===== Document

# Dish Network with no phone line?



## hoopsbwc34 (Aug 13, 2002)

Dish Network finally has my local broadcast networks, and I'd love to get the PVR 721 and start my life without cable! However, I have one little problem. I don't have a home phone line!

My wife and I have managed to avoid the $40 a month fee by using our cell phones exclusively and signing up for broadband internet access. So that brings me to my question...

Has anyone figured out a way to get around having a home line? Some ideas I've had, but I don't know if they exisit or work are:

- Voice over IP hardware to use to "dial up" via my broadband connection.
- Hardware to connect my receiver to my cellphone each night to allow for updates (probably way too slow)
- Asking a neighbor to somehow tap into their phone line (I think I've seen it in the movies  )

Anyone done this or have any other ideas? Or am I just cheap and should I just shell out the $40 a month  

Thanks!


----------



## HTguy (May 7, 2002)

1st of all, you don't report your location but it's surprising that it would cost you $40 to get a land line. I pay less than half of that for a month including all taxes, local LD, LD connection, etc.

But you don't need a phone line just to have a DISH Network system.

They want you to have it for 3 reasons:
Interactive applications on the DISH Home Channel
PPV billing for events ordered by RC 
To prove that the receiver is in your home, particularly when you have more than one
[/list=1]

But they will not keep any of the above from making you a customer if there is no land line available.

==========
===== Provided data

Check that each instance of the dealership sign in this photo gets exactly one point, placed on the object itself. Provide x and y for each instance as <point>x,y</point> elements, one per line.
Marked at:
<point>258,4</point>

==========

■ Directives ■
• A. In the Dish Network thread, which receiver model does the first poster want to get?
• B. List the reasons that the Dish Network thread gives for why DISH Network wants customers to have a phone line.
• C. Reproduce the passage of the Dish Network thread starting with "## hoopsbwc34 (Aug" and going on through "my broadband connection.", substituting "high-speed" for "broadband".
The material placed after the Dish Network thread is separate from it.

■ Answers to the exercise ■
• A. The PVR 721.

• B.
- Interactive applications on the DISH Home Channel
- PPV billing for events ordered by RC
- To prove that the receiver is in your home, particularly when you have more than one

• C.
## hoopsbwc34 (Aug 13, 2002)

Dish Network finally has my local broadcast networks, and I'd love to get the PVR 721 and start my life without cable! However, I have one little problem. I don't have a home phone line!

My wife and I have managed to avoid the $40 a month fee by using our cell phones exclusively and signing up for high-speed internet access. So that brings me to my question...

Has anyone figured out a way to get around having a home line? Some ideas I've had, but I don't know if they exisit or work are:

- Voice over IP hardware to use to "dial up" via my high-speed connection.